The records:
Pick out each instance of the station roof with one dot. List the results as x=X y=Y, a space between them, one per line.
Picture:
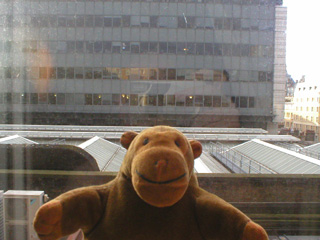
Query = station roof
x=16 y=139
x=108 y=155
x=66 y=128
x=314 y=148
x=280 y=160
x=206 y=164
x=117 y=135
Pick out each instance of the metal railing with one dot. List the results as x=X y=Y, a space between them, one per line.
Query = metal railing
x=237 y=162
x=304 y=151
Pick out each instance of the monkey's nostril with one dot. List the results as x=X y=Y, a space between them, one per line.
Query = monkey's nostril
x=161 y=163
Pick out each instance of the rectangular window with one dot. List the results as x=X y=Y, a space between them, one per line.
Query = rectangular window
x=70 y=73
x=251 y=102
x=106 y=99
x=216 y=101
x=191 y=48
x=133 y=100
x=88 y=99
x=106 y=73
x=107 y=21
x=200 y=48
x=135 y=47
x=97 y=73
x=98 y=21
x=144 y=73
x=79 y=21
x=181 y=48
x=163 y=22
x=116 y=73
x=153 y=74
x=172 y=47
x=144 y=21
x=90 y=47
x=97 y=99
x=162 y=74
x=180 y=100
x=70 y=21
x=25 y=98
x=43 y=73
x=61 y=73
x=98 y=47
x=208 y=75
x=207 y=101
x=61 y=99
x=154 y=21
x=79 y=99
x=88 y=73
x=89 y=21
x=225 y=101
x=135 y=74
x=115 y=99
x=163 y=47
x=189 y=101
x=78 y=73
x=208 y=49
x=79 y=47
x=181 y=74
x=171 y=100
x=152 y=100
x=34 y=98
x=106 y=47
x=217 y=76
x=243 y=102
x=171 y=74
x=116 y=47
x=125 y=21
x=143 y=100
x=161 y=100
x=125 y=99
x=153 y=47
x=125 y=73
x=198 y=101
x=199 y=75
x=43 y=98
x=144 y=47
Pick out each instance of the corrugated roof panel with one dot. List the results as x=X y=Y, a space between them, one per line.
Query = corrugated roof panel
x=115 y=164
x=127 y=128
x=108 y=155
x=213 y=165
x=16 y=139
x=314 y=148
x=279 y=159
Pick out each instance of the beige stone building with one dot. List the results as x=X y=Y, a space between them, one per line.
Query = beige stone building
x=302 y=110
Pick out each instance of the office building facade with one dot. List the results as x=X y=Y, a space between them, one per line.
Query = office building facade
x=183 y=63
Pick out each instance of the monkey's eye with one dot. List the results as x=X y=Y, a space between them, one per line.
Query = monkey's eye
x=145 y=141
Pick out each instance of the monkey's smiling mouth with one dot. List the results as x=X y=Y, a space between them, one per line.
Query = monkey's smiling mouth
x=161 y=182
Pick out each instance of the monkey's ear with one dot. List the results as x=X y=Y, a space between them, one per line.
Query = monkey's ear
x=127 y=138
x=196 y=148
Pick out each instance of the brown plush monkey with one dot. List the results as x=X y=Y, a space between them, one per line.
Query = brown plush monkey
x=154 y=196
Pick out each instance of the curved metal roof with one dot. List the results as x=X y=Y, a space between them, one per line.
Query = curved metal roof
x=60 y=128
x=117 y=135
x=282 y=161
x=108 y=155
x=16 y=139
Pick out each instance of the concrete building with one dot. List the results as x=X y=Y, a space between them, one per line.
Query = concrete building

Task brief: Scan the entries above for the string "concrete" and copy each line containing it.

Solved exercise:
Pick out each instance of the concrete building with one dot. List the results as x=X y=Y, a space between them, one per line.
Query = concrete building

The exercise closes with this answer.